本文:

『地下鉄道』

『地下鉄道』コルソン・ホワイトヘッド 谷崎 由依訳 早川書房

ピュリッツァー賞、全米図書賞、アーサー・C・クラーク賞受賞

「アメリカ南部の農園で、苦しい生活を送る奴隷の少女コーラ。あるとき、仲間の少年に誘われて、意を決して逃亡を試みる。地下をひそかに走る鉄道に乗り、ひとに助けられ、また裏切られながら、自由が待つという北をめざす――。世界的ベストセラーついに刊行!」早川書房WEBサイトより

文庫版を購入

19世紀のアメリカ南部が舞台となっており、アフリカからど奴隷として売られてきた黒人が、代々奴隷として農園で働かせられる。
娘も孫も…延々と奴隷のままで。
勝手に売られて、アメリカに連れてこられて、子どもも孫もず~っと奴隷のまま…
こんな地獄があっていいのだろうか…

このお話は、フィクションではあるものの、奴隷の歴史を土台に書かれているのだろう。
白人が奴隷に対する扱いや、拷問の仕方などは、恐らくそのままであろう。
南部から北部に逃れる「地下鉄道」は本当にあったのかどうかは、分からない。

奴隷だった少女コーラが、自由を求め北へと逃げ続ける。
何度も捕まりそうになりながら、途中での暮らしも決して楽ではなく、辛過ぎる逃亡生活を送る。
勇敢に戦うコーラに、力を受ける。
コーラを待っているのは、どんな未来なのか・・・

この本は、全米図書賞を受賞している。
多くのアメリカ人が読んだということだろう。
いつも思う疑問が、こういった話を白人はどのような気持ちで読んでいるのか?

抽出情報:

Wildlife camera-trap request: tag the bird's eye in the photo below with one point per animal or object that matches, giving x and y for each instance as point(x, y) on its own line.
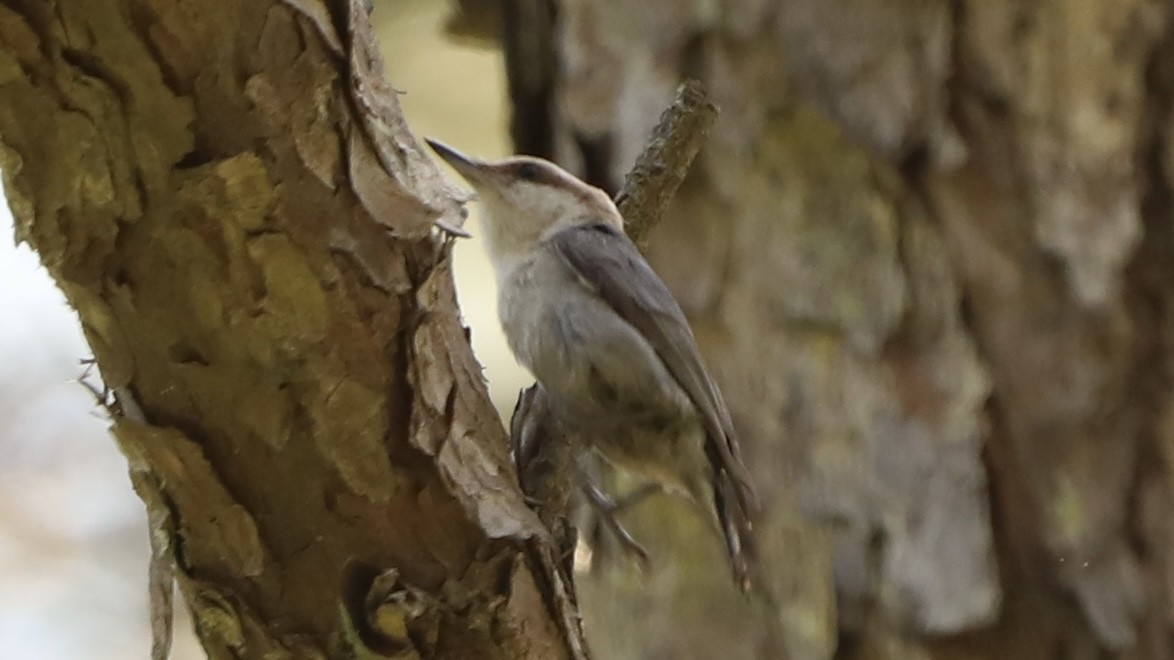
point(528, 172)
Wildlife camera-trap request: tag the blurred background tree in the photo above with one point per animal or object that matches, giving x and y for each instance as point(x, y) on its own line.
point(928, 251)
point(928, 254)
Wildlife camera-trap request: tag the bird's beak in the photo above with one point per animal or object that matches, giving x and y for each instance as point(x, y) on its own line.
point(477, 173)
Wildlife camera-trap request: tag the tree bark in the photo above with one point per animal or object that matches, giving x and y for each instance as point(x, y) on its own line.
point(926, 251)
point(228, 195)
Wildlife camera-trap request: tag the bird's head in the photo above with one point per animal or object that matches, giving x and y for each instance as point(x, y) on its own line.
point(527, 199)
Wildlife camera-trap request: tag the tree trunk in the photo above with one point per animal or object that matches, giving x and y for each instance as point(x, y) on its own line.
point(227, 193)
point(928, 253)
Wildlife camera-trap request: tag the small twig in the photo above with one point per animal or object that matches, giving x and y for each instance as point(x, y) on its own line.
point(662, 166)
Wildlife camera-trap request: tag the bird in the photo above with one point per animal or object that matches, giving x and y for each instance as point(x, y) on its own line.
point(605, 338)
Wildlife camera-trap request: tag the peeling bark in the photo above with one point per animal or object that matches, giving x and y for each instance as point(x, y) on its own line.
point(229, 196)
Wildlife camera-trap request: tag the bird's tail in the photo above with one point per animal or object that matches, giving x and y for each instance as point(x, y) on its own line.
point(735, 509)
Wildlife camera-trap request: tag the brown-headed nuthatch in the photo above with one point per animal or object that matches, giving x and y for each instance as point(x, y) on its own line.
point(585, 312)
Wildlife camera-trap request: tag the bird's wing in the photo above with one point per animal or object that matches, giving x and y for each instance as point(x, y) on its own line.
point(608, 263)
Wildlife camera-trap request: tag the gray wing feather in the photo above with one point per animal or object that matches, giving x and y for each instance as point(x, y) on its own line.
point(609, 264)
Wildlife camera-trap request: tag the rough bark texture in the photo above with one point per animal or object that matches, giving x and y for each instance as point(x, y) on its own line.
point(228, 195)
point(926, 250)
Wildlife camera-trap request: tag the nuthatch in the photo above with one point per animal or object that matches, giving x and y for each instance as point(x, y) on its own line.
point(599, 330)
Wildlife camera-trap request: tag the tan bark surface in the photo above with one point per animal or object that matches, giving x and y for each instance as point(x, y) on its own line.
point(228, 195)
point(926, 250)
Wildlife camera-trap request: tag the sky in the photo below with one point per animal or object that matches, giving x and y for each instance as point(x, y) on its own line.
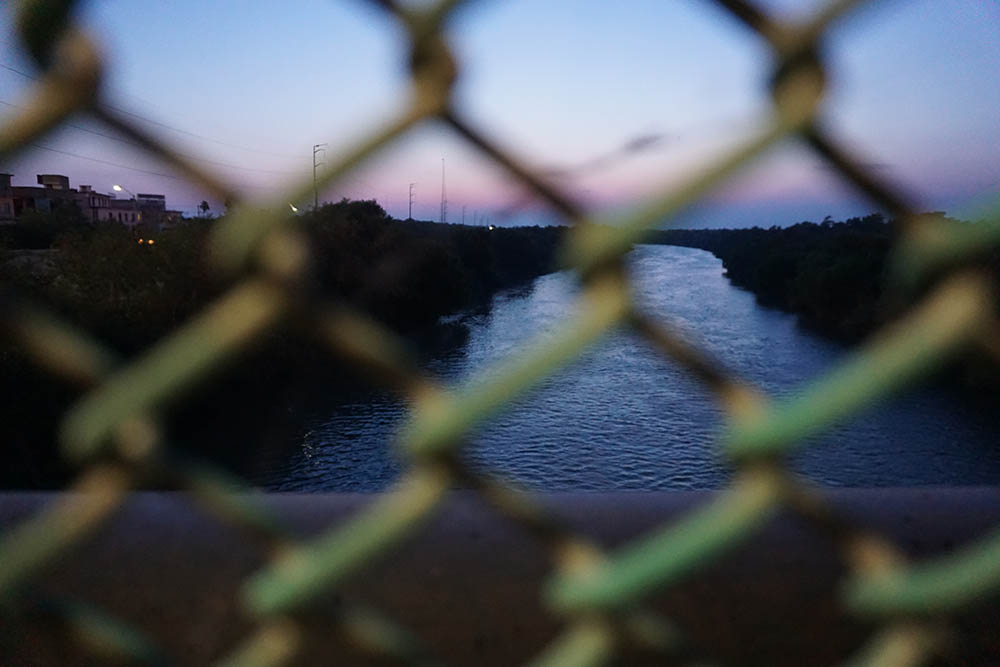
point(617, 101)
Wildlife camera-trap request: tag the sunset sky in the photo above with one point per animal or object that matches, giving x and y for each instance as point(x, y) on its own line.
point(565, 85)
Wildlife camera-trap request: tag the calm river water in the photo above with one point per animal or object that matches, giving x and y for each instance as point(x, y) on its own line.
point(624, 418)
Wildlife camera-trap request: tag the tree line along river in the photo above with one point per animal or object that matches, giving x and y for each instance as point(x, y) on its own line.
point(623, 417)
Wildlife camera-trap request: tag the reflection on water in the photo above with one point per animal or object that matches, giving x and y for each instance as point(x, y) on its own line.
point(624, 418)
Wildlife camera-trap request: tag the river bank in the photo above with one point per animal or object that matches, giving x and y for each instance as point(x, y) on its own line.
point(622, 417)
point(406, 274)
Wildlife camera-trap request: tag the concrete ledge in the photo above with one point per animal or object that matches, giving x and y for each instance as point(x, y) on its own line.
point(469, 583)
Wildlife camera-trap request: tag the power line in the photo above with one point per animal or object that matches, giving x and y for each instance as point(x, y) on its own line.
point(184, 155)
point(162, 124)
point(108, 162)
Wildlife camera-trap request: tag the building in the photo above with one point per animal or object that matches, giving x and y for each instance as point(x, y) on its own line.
point(55, 193)
point(6, 199)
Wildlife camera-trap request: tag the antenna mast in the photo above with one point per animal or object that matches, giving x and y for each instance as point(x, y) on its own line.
point(444, 201)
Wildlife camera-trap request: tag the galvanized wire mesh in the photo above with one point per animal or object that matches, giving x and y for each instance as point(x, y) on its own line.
point(599, 595)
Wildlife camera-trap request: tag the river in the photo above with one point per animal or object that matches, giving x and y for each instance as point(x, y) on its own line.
point(622, 417)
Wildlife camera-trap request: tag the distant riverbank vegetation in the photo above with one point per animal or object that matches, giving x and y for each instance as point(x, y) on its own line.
point(128, 294)
point(831, 275)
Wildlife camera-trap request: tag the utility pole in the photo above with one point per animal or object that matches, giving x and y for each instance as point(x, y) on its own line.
point(444, 201)
point(317, 148)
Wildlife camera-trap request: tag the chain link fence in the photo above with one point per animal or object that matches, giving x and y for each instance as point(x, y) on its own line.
point(113, 435)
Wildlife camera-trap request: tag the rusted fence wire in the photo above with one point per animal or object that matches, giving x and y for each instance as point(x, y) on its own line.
point(113, 435)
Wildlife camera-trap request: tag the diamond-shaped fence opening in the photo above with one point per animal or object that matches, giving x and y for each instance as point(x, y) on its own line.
point(596, 596)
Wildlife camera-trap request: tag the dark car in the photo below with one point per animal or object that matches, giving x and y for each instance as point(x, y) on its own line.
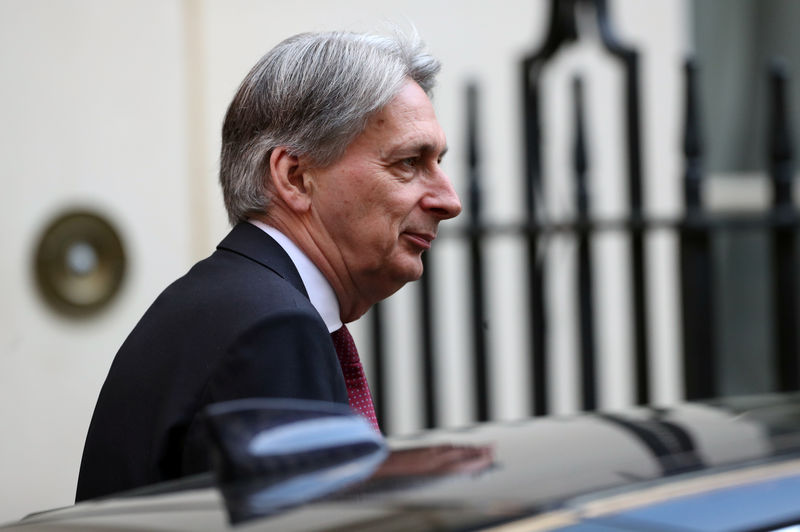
point(726, 465)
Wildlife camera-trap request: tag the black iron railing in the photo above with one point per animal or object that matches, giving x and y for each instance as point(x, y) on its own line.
point(695, 229)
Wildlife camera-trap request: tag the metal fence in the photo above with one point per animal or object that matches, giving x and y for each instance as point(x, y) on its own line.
point(695, 230)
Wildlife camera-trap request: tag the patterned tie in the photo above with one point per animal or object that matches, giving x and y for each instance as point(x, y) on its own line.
point(357, 389)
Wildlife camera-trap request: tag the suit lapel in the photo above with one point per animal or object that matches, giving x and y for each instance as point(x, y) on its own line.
point(251, 242)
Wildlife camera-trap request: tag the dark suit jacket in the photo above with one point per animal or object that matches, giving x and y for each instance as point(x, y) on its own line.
point(238, 324)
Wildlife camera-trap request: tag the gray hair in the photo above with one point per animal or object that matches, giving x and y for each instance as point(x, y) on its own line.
point(313, 94)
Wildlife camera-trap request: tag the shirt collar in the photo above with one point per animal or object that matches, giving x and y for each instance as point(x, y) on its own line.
point(320, 291)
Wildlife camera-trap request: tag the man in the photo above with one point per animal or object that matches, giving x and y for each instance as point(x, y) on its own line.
point(331, 178)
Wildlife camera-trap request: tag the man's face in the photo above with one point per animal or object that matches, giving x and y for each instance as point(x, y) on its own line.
point(380, 204)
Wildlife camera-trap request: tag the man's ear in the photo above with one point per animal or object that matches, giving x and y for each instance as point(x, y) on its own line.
point(289, 180)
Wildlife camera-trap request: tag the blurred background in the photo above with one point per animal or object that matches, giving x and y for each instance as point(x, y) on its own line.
point(113, 108)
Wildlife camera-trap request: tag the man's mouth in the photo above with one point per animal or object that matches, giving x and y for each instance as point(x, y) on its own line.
point(421, 240)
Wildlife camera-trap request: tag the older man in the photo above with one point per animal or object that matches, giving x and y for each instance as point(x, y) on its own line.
point(331, 178)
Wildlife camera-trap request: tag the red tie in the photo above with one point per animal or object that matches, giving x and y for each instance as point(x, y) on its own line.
point(357, 388)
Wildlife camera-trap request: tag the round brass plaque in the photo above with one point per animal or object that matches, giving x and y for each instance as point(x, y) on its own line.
point(80, 263)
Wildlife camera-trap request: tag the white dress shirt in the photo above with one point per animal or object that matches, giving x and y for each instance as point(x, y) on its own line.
point(319, 289)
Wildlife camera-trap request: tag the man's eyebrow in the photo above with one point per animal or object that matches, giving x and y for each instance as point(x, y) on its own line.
point(414, 149)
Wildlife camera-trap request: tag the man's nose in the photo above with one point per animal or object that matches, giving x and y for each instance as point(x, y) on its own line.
point(442, 200)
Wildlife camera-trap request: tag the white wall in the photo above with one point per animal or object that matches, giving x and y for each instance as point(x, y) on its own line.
point(118, 105)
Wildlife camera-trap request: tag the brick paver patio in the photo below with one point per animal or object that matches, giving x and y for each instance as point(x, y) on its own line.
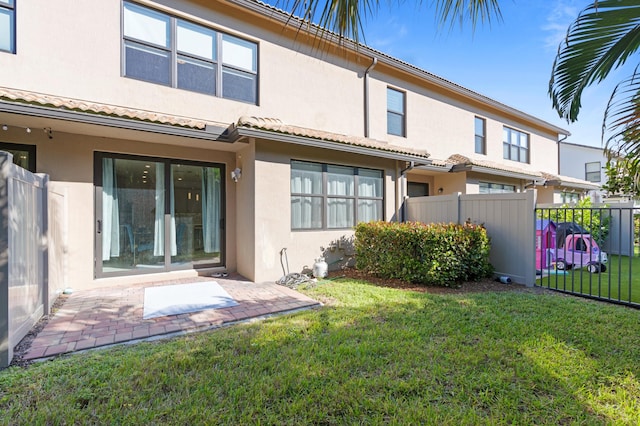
point(98, 317)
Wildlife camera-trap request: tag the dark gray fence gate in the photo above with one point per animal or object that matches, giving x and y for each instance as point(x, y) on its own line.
point(589, 252)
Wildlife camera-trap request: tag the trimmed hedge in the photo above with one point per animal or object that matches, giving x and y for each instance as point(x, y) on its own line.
point(435, 254)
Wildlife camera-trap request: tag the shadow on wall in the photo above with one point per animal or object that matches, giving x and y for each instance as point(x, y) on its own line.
point(340, 253)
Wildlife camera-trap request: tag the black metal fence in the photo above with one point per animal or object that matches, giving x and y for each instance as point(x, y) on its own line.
point(589, 252)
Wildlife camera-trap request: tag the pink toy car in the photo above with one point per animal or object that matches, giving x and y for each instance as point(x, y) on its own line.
point(577, 251)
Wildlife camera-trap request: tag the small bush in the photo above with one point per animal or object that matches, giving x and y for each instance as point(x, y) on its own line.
point(435, 254)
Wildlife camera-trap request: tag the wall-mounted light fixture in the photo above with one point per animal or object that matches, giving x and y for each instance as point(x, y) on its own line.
point(47, 130)
point(236, 174)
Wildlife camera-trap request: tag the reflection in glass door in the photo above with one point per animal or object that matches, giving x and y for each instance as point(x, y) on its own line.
point(197, 202)
point(157, 214)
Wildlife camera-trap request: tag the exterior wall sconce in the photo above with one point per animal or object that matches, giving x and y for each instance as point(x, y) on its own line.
point(236, 174)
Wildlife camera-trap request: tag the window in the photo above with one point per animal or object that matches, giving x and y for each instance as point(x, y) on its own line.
point(23, 155)
point(395, 112)
point(334, 197)
point(480, 126)
point(515, 145)
point(417, 189)
point(592, 171)
point(496, 188)
point(166, 50)
point(8, 26)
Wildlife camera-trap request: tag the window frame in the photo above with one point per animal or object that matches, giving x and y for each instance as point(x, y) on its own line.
point(597, 172)
point(30, 150)
point(496, 188)
point(412, 187)
point(168, 264)
point(324, 195)
point(10, 7)
point(178, 57)
point(509, 145)
point(482, 149)
point(402, 114)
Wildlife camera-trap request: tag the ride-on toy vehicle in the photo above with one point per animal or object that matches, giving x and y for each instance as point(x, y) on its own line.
point(577, 251)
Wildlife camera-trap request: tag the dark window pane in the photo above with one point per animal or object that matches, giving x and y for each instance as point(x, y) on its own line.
point(306, 212)
point(417, 189)
point(238, 85)
point(479, 145)
point(148, 64)
point(195, 75)
point(7, 21)
point(395, 124)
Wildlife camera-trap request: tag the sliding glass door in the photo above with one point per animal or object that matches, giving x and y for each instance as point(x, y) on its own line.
point(157, 214)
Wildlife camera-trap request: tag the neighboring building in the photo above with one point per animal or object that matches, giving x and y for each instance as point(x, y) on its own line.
point(586, 163)
point(191, 136)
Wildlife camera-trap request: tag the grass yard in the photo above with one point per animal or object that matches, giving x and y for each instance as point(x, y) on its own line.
point(372, 355)
point(621, 278)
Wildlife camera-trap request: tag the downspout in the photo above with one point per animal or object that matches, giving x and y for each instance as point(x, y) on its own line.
point(403, 173)
point(559, 141)
point(366, 96)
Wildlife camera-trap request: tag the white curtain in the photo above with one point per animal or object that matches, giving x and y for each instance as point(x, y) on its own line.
point(211, 209)
point(340, 210)
point(306, 212)
point(158, 234)
point(369, 210)
point(110, 211)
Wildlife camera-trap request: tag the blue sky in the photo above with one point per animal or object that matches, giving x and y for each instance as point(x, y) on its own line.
point(509, 60)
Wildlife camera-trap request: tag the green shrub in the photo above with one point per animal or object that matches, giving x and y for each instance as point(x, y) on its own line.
point(435, 254)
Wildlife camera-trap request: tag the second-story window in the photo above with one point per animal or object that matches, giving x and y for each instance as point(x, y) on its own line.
point(174, 52)
point(8, 26)
point(480, 126)
point(515, 145)
point(592, 171)
point(396, 117)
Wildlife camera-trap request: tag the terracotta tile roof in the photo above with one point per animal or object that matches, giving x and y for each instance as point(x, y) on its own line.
point(458, 159)
point(41, 99)
point(276, 125)
point(570, 181)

課題内容: 本文のうち「19世紀のアメリカ南部が舞台」から「南部から北部に逃れる「地下鉄道」は本当にあったのかどうかは、分からない。」までを、両端を含めて一字一句違えずに書き写せ。 本文の記述のみを根拠とすること。

解答:
19世紀のアメリカ南部が舞台となっており、アフリカからど奴隷として売られてきた黒人が、代々奴隷として農園で働かせられる。
娘も孫も…延々と奴隷のままで。
勝手に売られて、アメリカに連れてこられて、子どもも孫もず~っと奴隷のまま…
こんな地獄があっていいのだろうか…

このお話は、フィクションではあるものの、奴隷の歴史を土台に書かれているのだろう。
白人が奴隷に対する扱いや、拷問の仕方などは、恐らくそのままであろう。
南部から北部に逃れる「地下鉄道」は本当にあったのかどうかは、分からない。